* begin Task input *

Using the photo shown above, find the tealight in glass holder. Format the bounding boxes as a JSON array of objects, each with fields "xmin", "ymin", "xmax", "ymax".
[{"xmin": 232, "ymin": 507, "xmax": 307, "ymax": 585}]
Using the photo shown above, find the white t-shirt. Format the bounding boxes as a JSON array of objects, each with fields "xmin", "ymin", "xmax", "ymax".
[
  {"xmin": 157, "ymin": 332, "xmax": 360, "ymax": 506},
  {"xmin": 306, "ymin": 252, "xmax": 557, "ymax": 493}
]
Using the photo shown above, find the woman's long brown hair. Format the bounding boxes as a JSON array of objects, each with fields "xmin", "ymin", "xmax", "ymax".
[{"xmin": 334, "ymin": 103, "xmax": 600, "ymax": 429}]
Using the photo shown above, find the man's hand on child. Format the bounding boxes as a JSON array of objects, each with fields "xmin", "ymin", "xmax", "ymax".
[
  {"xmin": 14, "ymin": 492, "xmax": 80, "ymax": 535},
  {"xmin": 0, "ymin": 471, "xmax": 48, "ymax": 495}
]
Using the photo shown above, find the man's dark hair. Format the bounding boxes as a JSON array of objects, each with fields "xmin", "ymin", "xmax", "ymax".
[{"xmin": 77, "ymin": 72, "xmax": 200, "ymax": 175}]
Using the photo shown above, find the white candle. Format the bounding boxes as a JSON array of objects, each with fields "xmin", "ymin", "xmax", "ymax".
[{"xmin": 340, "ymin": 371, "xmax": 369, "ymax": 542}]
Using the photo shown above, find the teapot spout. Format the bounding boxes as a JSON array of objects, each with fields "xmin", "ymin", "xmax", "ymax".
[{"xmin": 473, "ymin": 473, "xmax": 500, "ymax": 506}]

* end Task input *

Rewrite every row above with "bounding boxes" changed to "box coordinates" each time it occurs, keeping all other text the same.

Using the photo shown above, find the tealight in glass holder. Format the box coordinates as a JSON array of objects, each with fields "xmin", "ymin", "xmax", "ymax".
[{"xmin": 232, "ymin": 507, "xmax": 307, "ymax": 585}]
Using the photo shown above, find the white t-shirt. Format the box coordinates as a JSON array of objects, each with fields "xmin", "ymin", "xmax", "ymax".
[
  {"xmin": 157, "ymin": 332, "xmax": 360, "ymax": 506},
  {"xmin": 306, "ymin": 252, "xmax": 557, "ymax": 493}
]
Using the photo shown above, find the woman's long brown hair. Format the box coordinates as a JSON array of objects, each with fields "xmin", "ymin", "xmax", "ymax".
[{"xmin": 334, "ymin": 103, "xmax": 600, "ymax": 429}]
Using the photo shown above, find the man's hand on child. Format the box coordinates as a JSON array of objects, each with fields "xmin", "ymin", "xmax", "ymax".
[
  {"xmin": 14, "ymin": 492, "xmax": 80, "ymax": 535},
  {"xmin": 0, "ymin": 471, "xmax": 48, "ymax": 495}
]
Using the photo shown above, find the man's dark hair. Format the box coordinates as a JSON array of objects, each with fields "xmin", "ymin", "xmax", "ymax".
[{"xmin": 77, "ymin": 72, "xmax": 200, "ymax": 175}]
Using the photo shown above, find the white candle. Format the box coordinates as a JSON array of objects, each with fields "xmin", "ymin", "xmax", "ymax".
[{"xmin": 340, "ymin": 371, "xmax": 369, "ymax": 542}]
Using the photo shown above, find the teapot spout. Format the box coordinates as a JSON array of objects, each with fields "xmin", "ymin", "xmax", "ymax".
[{"xmin": 473, "ymin": 473, "xmax": 500, "ymax": 506}]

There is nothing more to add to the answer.